> _BLOCCO DI TESTO_:
--------
Il mondo brucia: dall’Ucraina, al Medio Oriente, non c’è un dossier in cui l’Europa faccia sentire la sua voce.
«Per questo serve accelerare nel difficile cammino del processo di integrazione europea: l’elezione diretta del Presidente della Commissione, l’abolizione del diritto di veto, un esercito comune ma soprattutto una politica estera comune. Esercito e diplomazia, accelerazione e freno: tutto questo manca a un’Unione che non può più permettersi di essere una via di mezzo fra una organizzazione internazionale e uno Stato, ma deve farsi Nazione e incidere nel mondo».
L’insieme delle forze che compongono la lista Stati Uniti d’Europa non è molto diverso dalla compagine politica che ha condotto l’Unione europea nell’ultimo quinquennio; le famiglie europee che hanno guidato la Commissione sono riuscite ad arginare sovranisti e nazionalisti. C’è il rischio che questo argine si rompa dopo il 9 giugno?
«La maggioranza Giorgia è un progetto difficile da realizzare: non solo servono i numeri ma anche la volontà di tenere insieme popolari, conservatori e sovranisti. Con tutte le difficoltà del caso: come può un popolare polacco accettare in maggioranza un sovranista filorusso? E un cristiano democratico tedesco, un estremista di AFD? Quello che è certo, è che se la lista Stati Uniti d’Europa farà un bel risultato, sarà con il gruppo Renew Europe determinante nella formazione di una maggioranza europeista. Non mi piace la maggioranza Giorgia, non mi basta la maggioranza Ursula, vorrei la maggioranza Mario. Con Draghi sarebbe tutto più semplice.»
I Paesi europei, nel corso degli ultimi anni, hanno visto l’arrivo di una preoccupante “onda nera”; molte democrazie europee si sono sposate a destra. Come si può fermare questo corso?
--------
> _DATI RACCOLTI_:
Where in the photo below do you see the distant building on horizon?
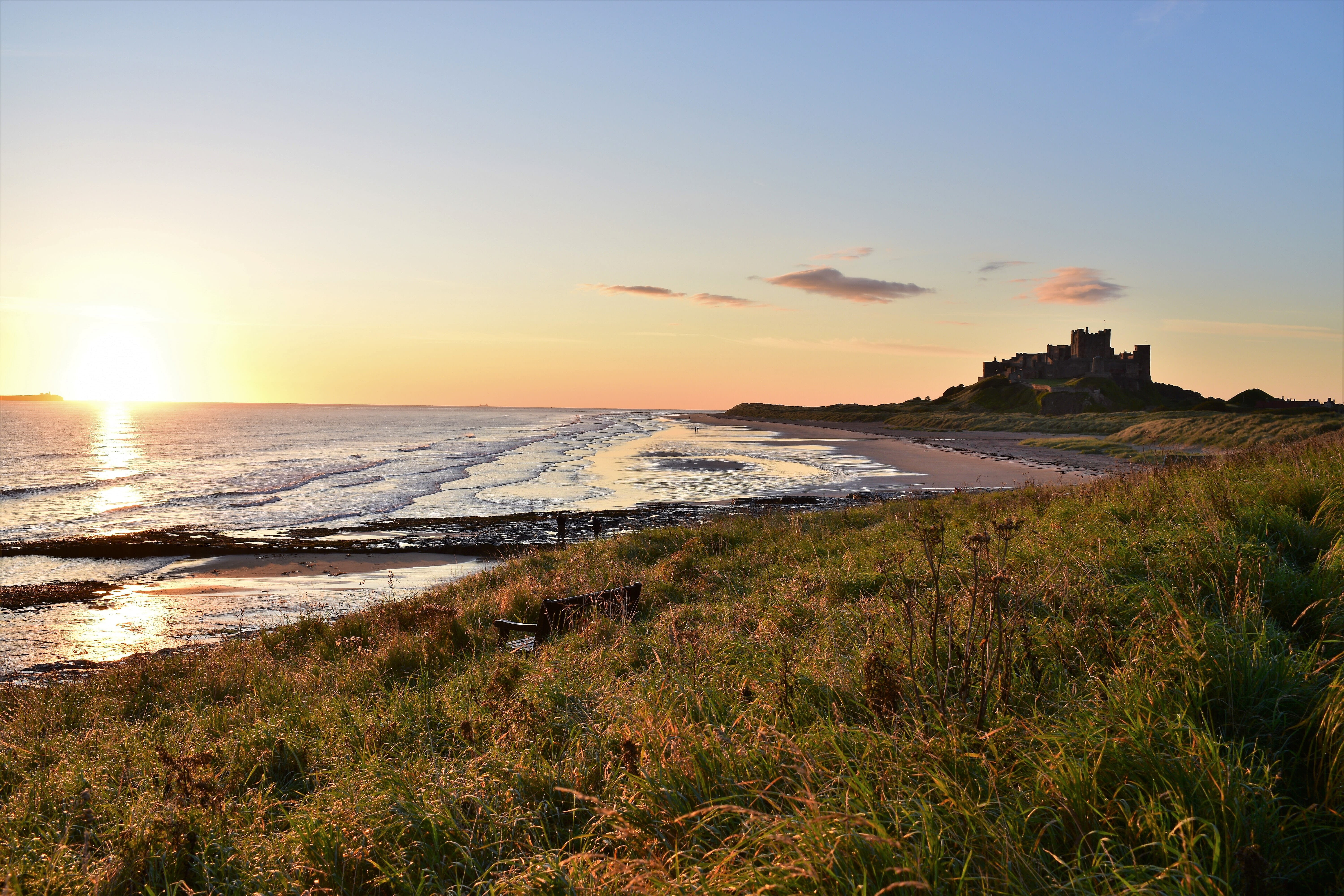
--------
> _CONSEGNA A_: Trasforma in un elenco il paragrafo del testo sull'Unione europea che comincia con «Per questo serve accelerare», conservandone i fatti principali.
> _CONSEGNA B_: Prosegui per favore il testo sull'Unione europea, partendo subito dopo la sua ultima frase.

> _RISULTATO A_:
- Bisogna accelerare il difficile cammino dell'integrazione europea.
- Le misure indicate sono l'elezione diretta del Presidente della Commissione, l'abolizione del diritto di veto, un esercito comune e soprattutto una politica estera comune.
- All'Unione mancano esercito e diplomazia, accelerazione e freno.
- L'Unione non può più essere una via di mezzo fra un'organizzazione internazionale e uno Stato. Deve farsi Nazione e incidere nel mondo.

> _RISULTATO B_:
«Il fascismo è una pagina triste della nostra storia che non vedo però tornare. Quello che sta tornando, più che l’onda nera, è una destra populista, sovranista e incapace di proporre soluzioni credibili. Questa destra è quella sgangherata di Matteo Salvini e Marine Le Pen, ma anche quella inconcludente di Giorgia Meloni. Prendiamo appunto il caso italiano: in un anno e mezzo di Governo, non c’è una sola riforma. Hanno aumentato i reati, non hanno riformato la giustizia. E però, la migliore alleata di questa destra è la sinistra populista: la sinistra governa quando è riformista, resta all’opposizione quando si posiziona agli estremi. In Gran Bretagna vince con Blair, perde con Corbyn, tornerà a vincere con Starmer».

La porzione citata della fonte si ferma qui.